"""

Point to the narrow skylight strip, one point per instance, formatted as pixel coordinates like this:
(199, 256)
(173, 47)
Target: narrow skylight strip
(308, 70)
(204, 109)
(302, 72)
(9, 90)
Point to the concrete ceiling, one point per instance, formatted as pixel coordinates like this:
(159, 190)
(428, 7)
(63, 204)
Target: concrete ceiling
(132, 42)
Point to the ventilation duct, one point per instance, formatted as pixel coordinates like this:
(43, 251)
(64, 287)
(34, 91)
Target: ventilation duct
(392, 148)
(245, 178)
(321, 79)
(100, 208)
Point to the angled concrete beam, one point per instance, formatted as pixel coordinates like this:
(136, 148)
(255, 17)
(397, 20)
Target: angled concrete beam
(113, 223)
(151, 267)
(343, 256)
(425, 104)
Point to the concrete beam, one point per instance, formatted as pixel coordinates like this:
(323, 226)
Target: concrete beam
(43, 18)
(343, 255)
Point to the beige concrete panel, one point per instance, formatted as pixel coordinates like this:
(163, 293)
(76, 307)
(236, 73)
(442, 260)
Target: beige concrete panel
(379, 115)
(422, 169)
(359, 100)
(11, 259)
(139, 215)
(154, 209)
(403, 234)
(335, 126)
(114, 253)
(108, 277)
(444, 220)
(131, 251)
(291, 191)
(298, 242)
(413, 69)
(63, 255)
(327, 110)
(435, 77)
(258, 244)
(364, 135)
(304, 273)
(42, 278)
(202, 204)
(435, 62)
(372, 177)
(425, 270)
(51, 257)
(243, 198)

"""
"""

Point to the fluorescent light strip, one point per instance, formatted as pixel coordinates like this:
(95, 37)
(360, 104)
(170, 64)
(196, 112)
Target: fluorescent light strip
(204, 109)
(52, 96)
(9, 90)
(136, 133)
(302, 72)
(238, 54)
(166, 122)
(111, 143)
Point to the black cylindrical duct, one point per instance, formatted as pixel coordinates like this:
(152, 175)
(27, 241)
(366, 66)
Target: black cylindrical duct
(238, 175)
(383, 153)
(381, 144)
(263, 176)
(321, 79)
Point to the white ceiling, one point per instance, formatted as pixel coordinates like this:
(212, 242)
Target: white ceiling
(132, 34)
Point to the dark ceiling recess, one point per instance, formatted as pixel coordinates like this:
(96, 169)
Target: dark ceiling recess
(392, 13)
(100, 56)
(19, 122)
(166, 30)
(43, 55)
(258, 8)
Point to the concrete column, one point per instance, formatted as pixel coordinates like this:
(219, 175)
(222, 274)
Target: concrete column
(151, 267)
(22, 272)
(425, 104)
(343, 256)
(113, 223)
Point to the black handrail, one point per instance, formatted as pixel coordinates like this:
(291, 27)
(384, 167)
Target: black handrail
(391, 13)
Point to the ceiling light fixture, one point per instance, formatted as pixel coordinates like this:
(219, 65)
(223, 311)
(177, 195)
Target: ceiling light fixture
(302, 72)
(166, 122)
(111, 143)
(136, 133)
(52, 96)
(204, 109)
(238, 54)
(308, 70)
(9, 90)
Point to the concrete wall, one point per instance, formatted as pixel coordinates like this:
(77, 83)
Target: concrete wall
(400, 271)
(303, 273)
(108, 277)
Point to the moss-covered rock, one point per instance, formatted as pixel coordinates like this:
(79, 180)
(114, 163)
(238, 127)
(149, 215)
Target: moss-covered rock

"""

• [TASK TO CARRY OUT] Check each line of the entries, and copy the ones that contain "covered".

• [RESPONSE AREA]
Point to the moss-covered rock, one point per instance, formatted as pixel coordinates like this:
Target: moss-covered rock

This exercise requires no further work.